═════ The input ═════
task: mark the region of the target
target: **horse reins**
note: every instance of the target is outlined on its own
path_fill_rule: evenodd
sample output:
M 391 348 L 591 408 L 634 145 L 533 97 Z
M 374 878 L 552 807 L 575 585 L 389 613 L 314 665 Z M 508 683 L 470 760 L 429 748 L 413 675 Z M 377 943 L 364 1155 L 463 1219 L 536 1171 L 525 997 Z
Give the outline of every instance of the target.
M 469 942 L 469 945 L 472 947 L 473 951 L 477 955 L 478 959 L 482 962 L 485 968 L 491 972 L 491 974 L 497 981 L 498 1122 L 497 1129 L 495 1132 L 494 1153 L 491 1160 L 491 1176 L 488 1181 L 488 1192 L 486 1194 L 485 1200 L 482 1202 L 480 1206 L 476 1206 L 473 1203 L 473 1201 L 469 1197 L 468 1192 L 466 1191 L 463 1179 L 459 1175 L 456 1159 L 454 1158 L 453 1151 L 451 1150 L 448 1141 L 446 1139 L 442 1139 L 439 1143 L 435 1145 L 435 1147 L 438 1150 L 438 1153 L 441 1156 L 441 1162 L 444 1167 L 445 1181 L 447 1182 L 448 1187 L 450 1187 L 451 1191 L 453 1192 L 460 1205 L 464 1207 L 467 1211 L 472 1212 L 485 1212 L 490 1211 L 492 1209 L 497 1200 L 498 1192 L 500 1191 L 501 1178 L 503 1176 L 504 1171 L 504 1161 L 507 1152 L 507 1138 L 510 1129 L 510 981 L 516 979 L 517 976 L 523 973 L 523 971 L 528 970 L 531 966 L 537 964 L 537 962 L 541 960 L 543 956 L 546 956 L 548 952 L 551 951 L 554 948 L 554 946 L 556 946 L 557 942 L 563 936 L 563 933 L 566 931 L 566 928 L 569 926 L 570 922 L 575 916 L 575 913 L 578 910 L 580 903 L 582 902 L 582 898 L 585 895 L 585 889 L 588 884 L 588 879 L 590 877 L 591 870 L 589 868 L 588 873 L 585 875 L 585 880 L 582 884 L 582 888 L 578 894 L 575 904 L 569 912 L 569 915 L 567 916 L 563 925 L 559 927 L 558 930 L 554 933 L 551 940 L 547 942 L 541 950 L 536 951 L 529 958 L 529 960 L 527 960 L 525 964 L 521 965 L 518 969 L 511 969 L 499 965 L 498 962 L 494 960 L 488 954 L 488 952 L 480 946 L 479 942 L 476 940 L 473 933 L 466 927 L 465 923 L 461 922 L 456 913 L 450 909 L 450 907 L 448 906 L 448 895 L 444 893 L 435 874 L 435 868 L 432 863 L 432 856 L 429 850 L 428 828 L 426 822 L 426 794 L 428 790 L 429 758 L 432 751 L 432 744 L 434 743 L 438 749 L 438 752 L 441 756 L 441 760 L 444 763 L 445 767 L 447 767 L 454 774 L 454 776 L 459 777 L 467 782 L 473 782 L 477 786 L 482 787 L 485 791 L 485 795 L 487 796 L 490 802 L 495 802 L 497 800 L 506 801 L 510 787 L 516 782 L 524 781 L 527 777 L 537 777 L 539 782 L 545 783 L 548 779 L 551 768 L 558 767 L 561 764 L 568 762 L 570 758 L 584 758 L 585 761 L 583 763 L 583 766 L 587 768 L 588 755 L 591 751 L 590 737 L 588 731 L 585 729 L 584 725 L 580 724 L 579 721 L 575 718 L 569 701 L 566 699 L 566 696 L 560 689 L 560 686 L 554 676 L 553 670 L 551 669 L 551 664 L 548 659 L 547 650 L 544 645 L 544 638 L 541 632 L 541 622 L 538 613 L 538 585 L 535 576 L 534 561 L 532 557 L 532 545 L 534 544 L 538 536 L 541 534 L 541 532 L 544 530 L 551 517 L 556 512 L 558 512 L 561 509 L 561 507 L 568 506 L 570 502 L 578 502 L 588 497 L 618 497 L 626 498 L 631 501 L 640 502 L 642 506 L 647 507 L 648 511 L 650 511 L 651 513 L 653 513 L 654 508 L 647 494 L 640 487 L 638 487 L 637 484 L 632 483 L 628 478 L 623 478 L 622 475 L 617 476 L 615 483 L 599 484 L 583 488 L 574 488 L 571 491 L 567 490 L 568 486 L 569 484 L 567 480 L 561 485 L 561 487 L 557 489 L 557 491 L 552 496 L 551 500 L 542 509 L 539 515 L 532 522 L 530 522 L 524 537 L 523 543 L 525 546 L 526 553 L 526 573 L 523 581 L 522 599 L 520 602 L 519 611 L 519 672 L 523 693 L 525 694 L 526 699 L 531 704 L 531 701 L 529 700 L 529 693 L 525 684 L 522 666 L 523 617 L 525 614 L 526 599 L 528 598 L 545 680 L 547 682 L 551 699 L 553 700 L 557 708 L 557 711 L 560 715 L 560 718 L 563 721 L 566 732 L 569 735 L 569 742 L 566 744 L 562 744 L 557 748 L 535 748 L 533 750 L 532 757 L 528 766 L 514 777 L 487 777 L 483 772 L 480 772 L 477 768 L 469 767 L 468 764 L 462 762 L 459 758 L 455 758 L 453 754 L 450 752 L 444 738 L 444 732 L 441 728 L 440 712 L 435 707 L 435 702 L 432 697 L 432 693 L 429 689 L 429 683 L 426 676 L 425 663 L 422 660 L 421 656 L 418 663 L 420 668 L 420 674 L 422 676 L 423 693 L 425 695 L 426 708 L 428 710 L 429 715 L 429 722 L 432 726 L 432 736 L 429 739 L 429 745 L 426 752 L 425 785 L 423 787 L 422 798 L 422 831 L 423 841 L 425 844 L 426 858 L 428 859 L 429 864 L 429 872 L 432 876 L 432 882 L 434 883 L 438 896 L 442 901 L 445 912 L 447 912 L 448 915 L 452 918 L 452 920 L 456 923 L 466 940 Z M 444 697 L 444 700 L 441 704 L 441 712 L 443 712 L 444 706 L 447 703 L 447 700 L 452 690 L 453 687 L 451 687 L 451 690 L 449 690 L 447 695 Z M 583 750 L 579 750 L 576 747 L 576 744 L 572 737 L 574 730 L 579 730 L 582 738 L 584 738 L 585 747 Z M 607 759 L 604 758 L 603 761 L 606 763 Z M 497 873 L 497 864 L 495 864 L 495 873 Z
═════
▶ [Task objective]: I'd like the entries above reproduced in full, exactly as they stand.

▶ [Completed task]:
task: mark the region of the target
target: **horse reins**
note: every instance of the target is outlined on its own
path_fill_rule: evenodd
sample output:
M 391 348 L 591 408 L 634 145 L 533 97 Z
M 374 878 L 552 807 L 575 585 L 389 613 L 314 665 Z M 508 683 L 470 760 L 429 748 L 413 675 Z M 377 943 L 364 1155 L 463 1219 L 536 1171 L 525 997 Z
Give the outline of every instance of the target.
M 469 942 L 469 945 L 472 947 L 473 951 L 477 955 L 478 959 L 482 962 L 485 968 L 491 972 L 491 974 L 497 981 L 498 1122 L 497 1129 L 495 1132 L 494 1153 L 491 1160 L 491 1176 L 488 1181 L 488 1192 L 486 1194 L 485 1200 L 482 1202 L 480 1206 L 476 1206 L 473 1203 L 473 1201 L 469 1197 L 468 1192 L 466 1191 L 463 1179 L 459 1175 L 456 1159 L 454 1158 L 453 1151 L 451 1150 L 448 1141 L 446 1139 L 442 1139 L 439 1143 L 435 1145 L 435 1147 L 438 1150 L 438 1153 L 441 1156 L 441 1162 L 444 1167 L 445 1181 L 447 1182 L 448 1187 L 450 1187 L 451 1191 L 453 1192 L 460 1205 L 464 1207 L 467 1211 L 472 1212 L 485 1212 L 490 1211 L 492 1209 L 497 1200 L 498 1192 L 500 1191 L 501 1178 L 503 1176 L 504 1171 L 504 1161 L 507 1152 L 507 1138 L 510 1129 L 510 981 L 516 979 L 517 976 L 523 973 L 523 971 L 528 970 L 531 966 L 537 964 L 537 962 L 541 960 L 543 956 L 546 956 L 548 952 L 551 951 L 554 948 L 554 946 L 556 946 L 557 942 L 563 936 L 563 933 L 566 931 L 566 928 L 569 926 L 570 922 L 575 916 L 575 913 L 578 910 L 580 903 L 582 902 L 582 898 L 585 895 L 585 889 L 588 884 L 588 879 L 590 877 L 591 870 L 589 868 L 588 873 L 585 875 L 585 880 L 582 884 L 582 888 L 578 894 L 575 904 L 569 912 L 569 915 L 567 916 L 563 925 L 559 927 L 558 930 L 554 933 L 551 940 L 547 942 L 541 950 L 536 951 L 529 958 L 529 960 L 527 960 L 525 964 L 521 965 L 518 969 L 511 969 L 499 965 L 498 962 L 494 960 L 488 954 L 488 952 L 480 946 L 479 942 L 476 940 L 473 933 L 466 927 L 465 923 L 461 922 L 456 913 L 450 909 L 450 907 L 448 906 L 448 895 L 444 893 L 435 874 L 435 868 L 432 863 L 432 856 L 429 850 L 428 828 L 426 822 L 426 794 L 428 790 L 429 758 L 432 751 L 432 744 L 434 743 L 438 749 L 438 752 L 441 756 L 441 760 L 444 763 L 445 767 L 447 767 L 454 774 L 454 776 L 459 777 L 467 782 L 473 782 L 477 786 L 482 787 L 485 791 L 485 795 L 487 796 L 490 802 L 495 802 L 497 800 L 506 801 L 510 787 L 516 782 L 524 781 L 527 777 L 537 777 L 539 782 L 545 783 L 548 779 L 551 768 L 558 767 L 561 764 L 568 762 L 570 758 L 584 758 L 585 761 L 583 763 L 583 766 L 587 768 L 588 755 L 591 751 L 590 737 L 588 731 L 585 729 L 584 725 L 580 724 L 579 721 L 575 718 L 569 701 L 566 699 L 566 696 L 560 689 L 560 686 L 554 676 L 553 670 L 551 669 L 551 664 L 548 659 L 547 650 L 544 645 L 544 638 L 541 632 L 541 622 L 538 613 L 538 585 L 535 576 L 534 561 L 532 557 L 532 545 L 534 544 L 538 536 L 541 534 L 541 532 L 544 530 L 551 517 L 556 512 L 558 512 L 561 509 L 561 507 L 568 506 L 570 502 L 578 502 L 588 497 L 618 497 L 626 498 L 631 501 L 640 502 L 642 506 L 647 507 L 648 511 L 650 511 L 651 513 L 653 513 L 654 508 L 647 494 L 640 487 L 638 487 L 637 484 L 632 483 L 628 478 L 623 478 L 622 475 L 617 476 L 615 483 L 599 484 L 583 488 L 574 488 L 571 491 L 567 490 L 568 486 L 569 484 L 567 480 L 561 485 L 561 487 L 557 489 L 557 491 L 552 496 L 551 500 L 542 509 L 539 515 L 532 522 L 530 522 L 524 537 L 523 543 L 525 546 L 526 553 L 526 573 L 523 581 L 522 599 L 520 602 L 519 611 L 519 672 L 523 693 L 525 694 L 526 699 L 531 704 L 531 701 L 529 700 L 529 693 L 525 684 L 522 666 L 523 617 L 525 614 L 526 599 L 528 598 L 545 680 L 547 682 L 551 699 L 553 700 L 557 708 L 557 711 L 560 715 L 560 718 L 563 721 L 566 732 L 569 735 L 569 742 L 566 744 L 562 744 L 557 748 L 535 748 L 533 750 L 532 757 L 528 766 L 514 777 L 487 777 L 483 772 L 480 772 L 477 768 L 469 767 L 468 764 L 462 762 L 459 758 L 455 758 L 453 754 L 450 752 L 444 738 L 444 732 L 441 728 L 440 712 L 435 707 L 435 702 L 432 697 L 432 693 L 429 689 L 429 683 L 426 676 L 425 663 L 422 660 L 421 656 L 418 663 L 420 668 L 420 674 L 422 676 L 423 693 L 425 695 L 426 708 L 428 710 L 429 715 L 429 722 L 432 726 L 432 736 L 429 739 L 429 745 L 426 752 L 425 785 L 423 787 L 422 798 L 422 831 L 423 841 L 425 844 L 426 858 L 428 859 L 429 864 L 429 872 L 432 876 L 432 882 L 434 883 L 438 896 L 442 901 L 445 912 L 447 912 L 448 915 L 452 918 L 452 920 L 456 923 L 466 940 Z M 444 697 L 444 700 L 441 704 L 441 712 L 443 712 L 444 706 L 447 703 L 447 700 L 452 690 L 453 687 L 451 687 L 451 690 L 449 690 L 447 695 Z M 583 750 L 579 750 L 576 747 L 576 744 L 572 737 L 574 730 L 579 730 L 582 738 L 584 738 L 585 747 Z M 607 759 L 604 758 L 603 761 L 606 763 Z M 497 873 L 497 864 L 495 864 L 495 873 Z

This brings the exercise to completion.